### Teks yang Diberikan

---

Apakah orang dengan diabetes pasti menderita glaukoma?
Menurut dr. Andi Tenrisana D, MARS, SpM (K) selaku Dokter Mata Subspesialis Glaukoma, apapun jenis gejala penyakit mata, jika pasien tidak segera mengobati, atau ketika ada keluhan dibiarkan saja, maka lama-kelamaan kondisi akan parah dan menyebabkan kebutaan.
“Nah, inilah yang harus kita antisipasi ataupun cegah bersama,” tegas dr. Andi dalam seminar publik mengenai glaukoma beberapa waktu lalu dalam rangka Pekan Glaukoma Sedunia yang diperingati setiap pekan kedua bulan Maret. Adapun seminar publik ini diselenggarakan secara hybrid, yakni daring melalui Zoom dan luring di Auditorium lantai 9 RS Mata JEC Kedoya, Kebon Jeruk, Jakarta Barat. Dengan demikian dapat disimpulkan, diabetes merupakan salah satu penyebab dari glaukoma. Apalagi karena glaukoma bersifat multifaktoral.
Apakah semua penyakit mata (glaukoma) itu selalu harus berhubungan dengan mata merah?
Jawaban dari pertanyaan ini adalah mitos. Menurut Dokter Mata Subspesialis Glaukoma dr. Maharani, SpM (K) kondisi pasien dengan kondisi mata merah dan penglihatan buram tidak semuanya glaukoma. Ia pun mengingatkan sebutan penyakit glaukoma sebagai Si Pencuri Penglihatan. Oleh karena itu, glaukoma banyak terjadi justru dalam kondisi yang tidak terasa. Ketika sudah terdeteksi, pada saat itu biasanya sudah dalam tahap moderat.
Apakah pasien yang berusia tua saja yang bisa terkena glaukoma?

---

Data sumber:
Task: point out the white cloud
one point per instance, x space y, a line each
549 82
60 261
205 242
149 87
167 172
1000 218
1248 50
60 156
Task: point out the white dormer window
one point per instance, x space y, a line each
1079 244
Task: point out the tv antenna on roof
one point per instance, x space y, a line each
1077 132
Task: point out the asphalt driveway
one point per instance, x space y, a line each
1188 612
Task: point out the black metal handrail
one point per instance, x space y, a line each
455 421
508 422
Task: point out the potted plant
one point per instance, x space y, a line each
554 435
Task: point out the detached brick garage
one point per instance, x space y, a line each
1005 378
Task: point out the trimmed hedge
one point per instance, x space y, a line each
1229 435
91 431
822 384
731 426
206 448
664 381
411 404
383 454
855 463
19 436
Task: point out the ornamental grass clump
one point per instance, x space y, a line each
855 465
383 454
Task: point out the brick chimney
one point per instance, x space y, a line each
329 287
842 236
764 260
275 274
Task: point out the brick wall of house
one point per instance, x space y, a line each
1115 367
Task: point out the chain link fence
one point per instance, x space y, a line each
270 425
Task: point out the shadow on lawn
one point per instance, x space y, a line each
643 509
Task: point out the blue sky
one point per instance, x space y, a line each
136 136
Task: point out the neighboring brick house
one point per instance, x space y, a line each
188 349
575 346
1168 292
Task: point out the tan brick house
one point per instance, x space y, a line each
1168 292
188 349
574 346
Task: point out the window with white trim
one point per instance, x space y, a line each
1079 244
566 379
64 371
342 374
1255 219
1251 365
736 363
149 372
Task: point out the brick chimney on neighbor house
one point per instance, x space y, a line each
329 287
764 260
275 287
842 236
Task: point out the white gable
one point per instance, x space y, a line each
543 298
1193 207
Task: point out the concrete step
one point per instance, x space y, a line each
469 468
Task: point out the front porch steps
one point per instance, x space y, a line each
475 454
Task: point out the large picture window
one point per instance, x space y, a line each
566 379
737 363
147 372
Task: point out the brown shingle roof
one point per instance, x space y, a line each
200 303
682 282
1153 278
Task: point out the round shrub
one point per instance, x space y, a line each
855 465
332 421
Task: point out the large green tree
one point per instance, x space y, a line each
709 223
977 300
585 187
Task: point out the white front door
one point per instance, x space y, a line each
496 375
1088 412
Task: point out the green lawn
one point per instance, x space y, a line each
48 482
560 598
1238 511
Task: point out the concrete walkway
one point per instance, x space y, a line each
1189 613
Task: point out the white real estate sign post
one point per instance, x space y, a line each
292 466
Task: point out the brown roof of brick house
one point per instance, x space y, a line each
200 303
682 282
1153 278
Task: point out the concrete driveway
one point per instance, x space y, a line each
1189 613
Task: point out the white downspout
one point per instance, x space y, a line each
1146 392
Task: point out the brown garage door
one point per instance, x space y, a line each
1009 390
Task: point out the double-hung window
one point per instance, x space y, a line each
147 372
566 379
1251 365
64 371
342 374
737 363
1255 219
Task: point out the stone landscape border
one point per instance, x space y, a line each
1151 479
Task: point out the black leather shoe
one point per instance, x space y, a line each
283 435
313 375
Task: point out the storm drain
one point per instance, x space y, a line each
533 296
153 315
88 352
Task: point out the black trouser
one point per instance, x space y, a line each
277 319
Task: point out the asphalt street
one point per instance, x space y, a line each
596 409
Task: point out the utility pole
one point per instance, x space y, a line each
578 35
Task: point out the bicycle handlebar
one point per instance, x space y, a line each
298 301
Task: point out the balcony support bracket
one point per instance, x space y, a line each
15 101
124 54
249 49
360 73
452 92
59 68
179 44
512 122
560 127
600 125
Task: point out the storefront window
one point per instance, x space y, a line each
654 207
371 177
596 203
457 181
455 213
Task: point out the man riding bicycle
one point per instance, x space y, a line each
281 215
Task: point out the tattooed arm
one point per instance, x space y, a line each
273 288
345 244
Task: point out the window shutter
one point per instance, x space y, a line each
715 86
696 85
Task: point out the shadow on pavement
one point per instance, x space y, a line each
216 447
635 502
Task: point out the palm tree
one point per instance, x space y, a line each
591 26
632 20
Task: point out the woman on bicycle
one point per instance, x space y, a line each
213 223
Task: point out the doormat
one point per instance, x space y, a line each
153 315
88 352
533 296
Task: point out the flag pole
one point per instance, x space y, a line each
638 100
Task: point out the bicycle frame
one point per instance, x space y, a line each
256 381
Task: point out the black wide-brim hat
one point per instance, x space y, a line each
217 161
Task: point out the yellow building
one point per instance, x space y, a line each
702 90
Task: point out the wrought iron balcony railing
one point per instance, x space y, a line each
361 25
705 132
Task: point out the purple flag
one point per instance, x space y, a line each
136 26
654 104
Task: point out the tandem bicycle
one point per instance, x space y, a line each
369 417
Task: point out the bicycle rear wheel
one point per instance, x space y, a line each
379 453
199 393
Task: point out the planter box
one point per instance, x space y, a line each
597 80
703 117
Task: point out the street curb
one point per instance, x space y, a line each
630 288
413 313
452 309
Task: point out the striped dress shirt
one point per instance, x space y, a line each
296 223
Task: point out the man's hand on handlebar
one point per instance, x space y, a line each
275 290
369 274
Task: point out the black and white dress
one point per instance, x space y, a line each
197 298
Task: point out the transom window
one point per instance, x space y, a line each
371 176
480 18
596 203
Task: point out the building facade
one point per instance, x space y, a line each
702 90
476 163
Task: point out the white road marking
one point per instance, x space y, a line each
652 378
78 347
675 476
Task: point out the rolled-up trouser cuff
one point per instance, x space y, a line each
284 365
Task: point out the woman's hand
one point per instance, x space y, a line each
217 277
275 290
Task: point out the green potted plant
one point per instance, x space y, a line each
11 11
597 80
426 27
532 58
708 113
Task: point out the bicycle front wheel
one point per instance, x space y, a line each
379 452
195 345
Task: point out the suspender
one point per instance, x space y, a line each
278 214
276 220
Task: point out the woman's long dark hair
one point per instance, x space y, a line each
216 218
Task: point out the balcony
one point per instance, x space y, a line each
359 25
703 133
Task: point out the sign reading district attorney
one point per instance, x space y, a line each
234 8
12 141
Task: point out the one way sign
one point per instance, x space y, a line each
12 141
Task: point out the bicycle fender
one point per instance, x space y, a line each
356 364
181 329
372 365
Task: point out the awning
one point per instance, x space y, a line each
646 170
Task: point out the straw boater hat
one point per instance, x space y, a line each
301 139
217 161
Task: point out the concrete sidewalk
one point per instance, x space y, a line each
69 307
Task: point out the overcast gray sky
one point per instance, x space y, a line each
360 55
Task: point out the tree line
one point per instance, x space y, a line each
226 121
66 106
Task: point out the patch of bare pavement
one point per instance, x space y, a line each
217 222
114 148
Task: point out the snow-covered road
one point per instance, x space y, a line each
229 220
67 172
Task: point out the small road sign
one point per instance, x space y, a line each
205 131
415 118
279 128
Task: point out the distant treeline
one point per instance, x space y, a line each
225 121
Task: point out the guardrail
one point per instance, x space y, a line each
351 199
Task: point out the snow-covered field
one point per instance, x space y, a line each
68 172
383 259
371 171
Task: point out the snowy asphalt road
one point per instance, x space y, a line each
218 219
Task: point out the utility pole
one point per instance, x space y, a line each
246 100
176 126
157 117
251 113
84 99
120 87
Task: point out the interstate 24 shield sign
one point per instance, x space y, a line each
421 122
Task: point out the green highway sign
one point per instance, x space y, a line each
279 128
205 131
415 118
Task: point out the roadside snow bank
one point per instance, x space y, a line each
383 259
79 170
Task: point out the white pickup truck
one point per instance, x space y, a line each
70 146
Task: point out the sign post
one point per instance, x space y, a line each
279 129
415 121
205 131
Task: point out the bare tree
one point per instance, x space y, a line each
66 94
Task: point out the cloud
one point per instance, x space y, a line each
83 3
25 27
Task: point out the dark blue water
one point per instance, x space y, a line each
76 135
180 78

---

### Yang Diharapkan
Jawab pertanyaan berikut berdasarkan teks tentang glaukoma.
1. Di mana seminar publik itu diadakan secara luring?
2. Kapan Pekan Glaukoma Sedunia diperingati?
3. Sebutan apa untuk penyakit glaukoma yang diingatkan oleh dr. Maharani?
Catatan tersebut merupakan bahan tersendiri yang terpisah dari teks.

### Jawaban Tugas
1. Di Auditorium lantai 9 RS Mata JEC Kedoya, Kebon Jeruk, Jakarta Barat.
2. Setiap pekan kedua bulan Maret.
3. Si Pencuri Penglihatan.